**Text section**
*-*-*
THERAPIST: Makes it feel a little bit safer.
CLIENT: Or in bed or anywhere but where we [are now] (ph). (chuckles)
THERAPIST: The closest you may be able to get to that right now is putting something on TV that’s minimally distracting. So, like a light sitcom or like a home designing show that you don’t really need to follow the plot and be really invested in but can just be on as background noise. (chuckles)
CLIENT: Mm-hmm. That’s a good idea.
THERAPIST: And using the safety of something like that to be a background to (inaudible at 00:46:40) conversation. Or I don’t know if you guys can play cards or board games or something like that. That might be something . . .
CLIENT: Yeah. I tried to ask him to do that with me last night. I mean, just the logistics of him sitting upright at a table –
THERAPIST: Is too hard.
CLIENT: (inaudible at 00:46:59). [00:47:00] Yeah. I mean, right now, he’s got two positions that he can be in. Either standing or laying down carefully placed on these wedges.
THERAPIST: Words With Friends? Each on your own phone?
CLIENT: (inaudible at 00:47:13) (chuckles)
THERAPIST: It’s Scrabble.
CLIENT: It’s Scrabble?
*-*-*
**What to do**
(a) From the therapy session transcript, extract the stretch from "THERAPIST: And using" through "your own phone?".
(b) In the therapy session transcript, what kinds of TV shows does the therapist suggest putting on as background noise?
(c) Write what comes next in the therapy session transcript, picking up right after its final line.
The rows that come after the therapy session transcript have no connection to it.

**Extracted records**
*-*-*
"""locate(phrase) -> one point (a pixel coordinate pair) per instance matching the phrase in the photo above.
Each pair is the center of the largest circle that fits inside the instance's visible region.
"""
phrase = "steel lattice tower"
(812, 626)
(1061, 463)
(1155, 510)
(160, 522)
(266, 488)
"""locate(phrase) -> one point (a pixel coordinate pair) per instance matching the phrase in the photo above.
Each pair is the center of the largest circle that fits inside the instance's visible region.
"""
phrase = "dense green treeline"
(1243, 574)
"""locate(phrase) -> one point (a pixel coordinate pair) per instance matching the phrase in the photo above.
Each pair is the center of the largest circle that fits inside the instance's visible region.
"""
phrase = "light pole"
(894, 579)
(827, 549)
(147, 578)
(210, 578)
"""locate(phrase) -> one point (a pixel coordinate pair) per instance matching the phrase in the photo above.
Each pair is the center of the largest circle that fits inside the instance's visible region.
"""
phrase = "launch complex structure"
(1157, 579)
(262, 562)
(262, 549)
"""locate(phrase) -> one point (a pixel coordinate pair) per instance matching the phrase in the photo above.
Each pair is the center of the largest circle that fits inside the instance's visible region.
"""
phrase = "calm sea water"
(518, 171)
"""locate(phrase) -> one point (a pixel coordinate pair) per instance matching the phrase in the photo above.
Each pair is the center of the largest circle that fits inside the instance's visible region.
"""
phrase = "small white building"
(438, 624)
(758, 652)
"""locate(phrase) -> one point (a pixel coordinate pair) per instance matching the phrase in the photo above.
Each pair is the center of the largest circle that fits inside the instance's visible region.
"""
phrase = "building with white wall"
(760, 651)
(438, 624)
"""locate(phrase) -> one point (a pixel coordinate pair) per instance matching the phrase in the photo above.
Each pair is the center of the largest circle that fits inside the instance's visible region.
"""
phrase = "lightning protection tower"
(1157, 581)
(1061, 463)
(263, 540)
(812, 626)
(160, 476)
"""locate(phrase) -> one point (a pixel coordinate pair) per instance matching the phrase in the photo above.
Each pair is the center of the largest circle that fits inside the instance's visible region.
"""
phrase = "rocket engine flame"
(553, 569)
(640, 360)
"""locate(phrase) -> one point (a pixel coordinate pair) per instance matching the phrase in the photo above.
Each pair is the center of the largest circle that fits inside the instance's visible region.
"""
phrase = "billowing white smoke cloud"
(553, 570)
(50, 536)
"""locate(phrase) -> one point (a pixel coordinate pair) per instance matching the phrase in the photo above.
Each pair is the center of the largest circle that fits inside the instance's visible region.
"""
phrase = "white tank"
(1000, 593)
*-*-*
**Answers provided**
(a)
THERAPIST: And using the safety of something like that to be a background to (inaudible at 00:46:40) conversation. Or I don’t know if you guys can play cards or board games or something like that. That might be something . . .
CLIENT: Yeah. I tried to ask him to do that with me last night. I mean, just the logistics of him sitting upright at a table –
THERAPIST: Is too hard.
CLIENT: (inaudible at 00:46:59). [00:47:00] Yeah. I mean, right now, he’s got two positions that he can be in. Either standing or laying down carefully placed on these wedges.
THERAPIST: Words With Friends? Each on your own phone?

(b) A light sitcom or a home designing show.

(c)
THERAPIST: It’s basically Scrabble on your phone, but you can—you don’t have to be sitting up at a table with a board. So, it might be something that could –
CLIENT: (chuckles)
THERAPIST: access.
CLIENT: Sit next to each other and play on our phones together. Maybe.
THERAPIST: But with each other. (chuckles) Got to be flexible and creative about quality time right now.
CLIENT: Yeah. It’s hard when you’re stuck at home together to actually, then, make something into quality time.
THERAPIST: Yeah. It’s really challenging.
CLIENT: Especially when, after two days, I want to –
THERAPIST: Right. You’re going stir crazy.
CLIENT: go.
THERAPIST: Yeah. And that’s, I think, where it’s—I mean, and he’s probably going stir crazy, too. [00:48:00] But his physical capacity is actually really different, so if it—you’re having different experience of being cooped up and limited. You’re both limited, but it feels different because of why.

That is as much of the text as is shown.